AIM OF THE TASK ▸ Please copy the records below word for word, leaving out the pictures.

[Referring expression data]
◆ ◆ ◆ ◆ ◆ ◆ ◆

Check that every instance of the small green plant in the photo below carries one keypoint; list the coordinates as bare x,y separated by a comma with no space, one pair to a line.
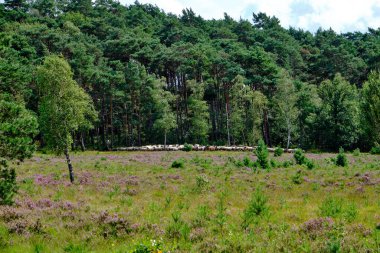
351,212
299,156
202,216
187,147
262,155
287,164
180,163
257,207
375,150
278,151
297,177
341,159
310,164
247,162
221,216
331,207
201,183
273,163
8,184
177,228
356,152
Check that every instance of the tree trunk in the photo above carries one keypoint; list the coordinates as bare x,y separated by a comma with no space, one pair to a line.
71,173
83,147
165,140
288,143
228,127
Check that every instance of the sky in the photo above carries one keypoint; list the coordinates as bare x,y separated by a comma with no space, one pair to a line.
340,15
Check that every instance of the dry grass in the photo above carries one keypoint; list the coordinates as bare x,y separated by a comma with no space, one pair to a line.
121,200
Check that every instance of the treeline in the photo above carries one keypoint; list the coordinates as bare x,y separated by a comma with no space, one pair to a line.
155,77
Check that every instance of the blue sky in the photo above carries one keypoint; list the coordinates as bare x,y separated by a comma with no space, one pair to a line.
340,15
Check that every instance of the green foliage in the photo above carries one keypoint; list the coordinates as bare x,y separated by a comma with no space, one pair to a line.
262,155
187,147
331,207
375,150
339,115
310,164
177,228
221,216
180,163
64,106
256,209
201,183
371,106
165,119
18,126
8,184
297,177
299,156
278,152
341,159
356,152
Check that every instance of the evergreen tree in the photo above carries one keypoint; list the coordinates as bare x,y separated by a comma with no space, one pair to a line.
339,114
165,118
371,106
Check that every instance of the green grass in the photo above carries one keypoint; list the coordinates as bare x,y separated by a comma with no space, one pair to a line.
123,201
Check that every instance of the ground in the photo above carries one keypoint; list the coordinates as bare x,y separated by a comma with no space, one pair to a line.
213,202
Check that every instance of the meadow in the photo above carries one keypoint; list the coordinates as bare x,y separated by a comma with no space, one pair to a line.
193,202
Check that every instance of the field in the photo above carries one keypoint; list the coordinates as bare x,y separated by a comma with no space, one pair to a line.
211,202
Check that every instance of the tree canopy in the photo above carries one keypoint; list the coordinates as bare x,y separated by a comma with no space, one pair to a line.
154,76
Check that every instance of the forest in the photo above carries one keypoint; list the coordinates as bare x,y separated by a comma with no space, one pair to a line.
135,75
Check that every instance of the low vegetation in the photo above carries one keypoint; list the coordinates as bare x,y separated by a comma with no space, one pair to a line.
140,202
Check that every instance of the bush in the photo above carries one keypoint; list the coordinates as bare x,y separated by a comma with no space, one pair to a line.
257,207
262,155
299,156
187,147
8,185
287,164
178,163
375,150
341,159
278,152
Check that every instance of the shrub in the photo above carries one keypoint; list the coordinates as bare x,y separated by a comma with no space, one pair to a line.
187,147
287,164
8,184
299,156
262,155
178,163
278,151
375,150
257,207
341,159
331,207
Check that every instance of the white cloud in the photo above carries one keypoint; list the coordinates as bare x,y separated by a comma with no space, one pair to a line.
341,15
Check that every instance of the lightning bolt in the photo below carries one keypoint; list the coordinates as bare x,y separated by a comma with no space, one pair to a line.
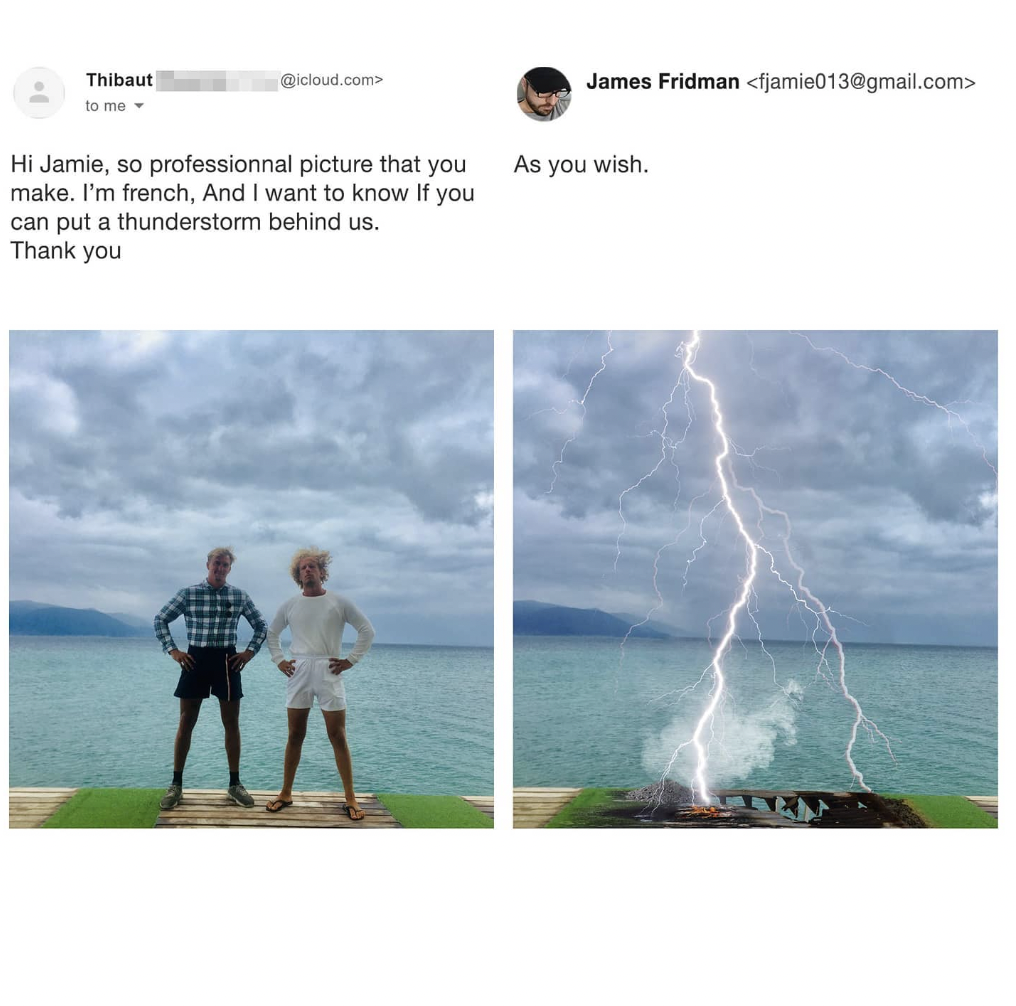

◆ ◆ ◆ ◆ ◆ ◆ ◆

WRITTEN RESPONSE ▸
Check that every instance of the small green plant in the photo below carries one keypoint; list the coordinates as bare x,y separated by a comma with no space, one pair to a line.
351,212
299,156
202,216
187,147
262,155
287,164
180,163
257,207
375,150
278,151
297,177
341,159
310,164
247,162
221,216
331,207
201,183
273,163
8,184
177,228
356,152
Check that every instance of the tree trunk in the photo above carries one keypoint; list the coordinates as bare x,y separated by a comma with no space, one pair to a line.
71,173
83,147
165,140
288,143
228,127
Check that every instance of the sky in the photo above carries one keypoint; list the coordinates as bare x,y separated by a comma with no space, one pair to a line.
340,15
Check that every instance of the dry grass in the photo above carries one keypoint; list the coordinates as bare x,y separated by a comma with no space, one pair to a line.
121,200
Check that every instance of the treeline in the photo above carries one keypoint; list the coordinates as bare x,y separated by a comma with no space, one pair to a line.
155,77
Check that every instance of the blue sky in the photo above carries one keypoint; list the coordinates as bare x,y separated by a comma with no space, one pair to a line.
340,15
Check that every instance of the green foliage in the photo above carries one keypoint; list the coordinates as bare x,y separated by a comma with no space, one pair to a line.
262,155
187,147
331,207
375,150
339,115
310,164
177,228
221,216
180,163
64,106
256,209
201,183
371,106
165,119
18,126
8,184
297,177
299,156
278,152
341,159
356,152
Check that every instance of the evergreen tree in the photo above carries one keypoint; list the coordinates as bare x,y separated by a comma with no space, one pair to a line.
339,114
165,118
371,106
Check that every instance of the green grass in the photo above carries one keypoint; list the coordinates as bare x,y separated by a comma with no space, one pair to a line.
123,201
Check that every instance of the ground in the photo above carries one keypoint; list the coordinates as bare x,y separated by a comma with no space, one pair to a line.
213,202
Check that every instance of the meadow in the photo above carries one keypoint; list the coordinates as bare x,y separated by a comma with no space, one pair to a line.
193,202
Check that every instance of the field in the photo above carries one keypoint; list the coordinates as bare x,y separated by a comma with no space, one pair to a line.
211,202
Check that every instance of the tree canopy in the photo above carries one keypoint; list the coordinates as bare x,y separated by a comma with no space, one pair to a line.
154,76
Check that every instance of the forest in the photo above carries one keypoint; list the coordinates as bare x,y separated by a comma with no space, one pair to a line.
135,75
Check that every instance of the low vegetation in the photo above carries one keypoint; list the coordinates as bare x,y separated by a comma with no space, one pair to a line.
140,202
Check that every instance of the bush in the photo above carries one keypoint; list the coordinates as bare x,y separated by a comma with no space, one pair to a line.
257,207
262,155
299,156
187,147
8,185
287,164
178,163
375,150
341,159
278,152
Check that every instance of the shrub in the photo above carries one keypoint; list the coordinates as bare x,y separated by a comma with no space, one pair to a line.
187,147
287,164
8,184
299,156
262,155
178,163
278,151
375,150
257,207
341,159
331,207
Check that every instance of the white cloud in the photo above carries one keypoint; list the coordinates as bare x,y separated by a comma with no space, one pair to a line.
341,15
Check that every instance of the lightning bolt in the photo below carries one keypoint; list the coordinates as bare x,y separated by a comma with no space, one pair to a line.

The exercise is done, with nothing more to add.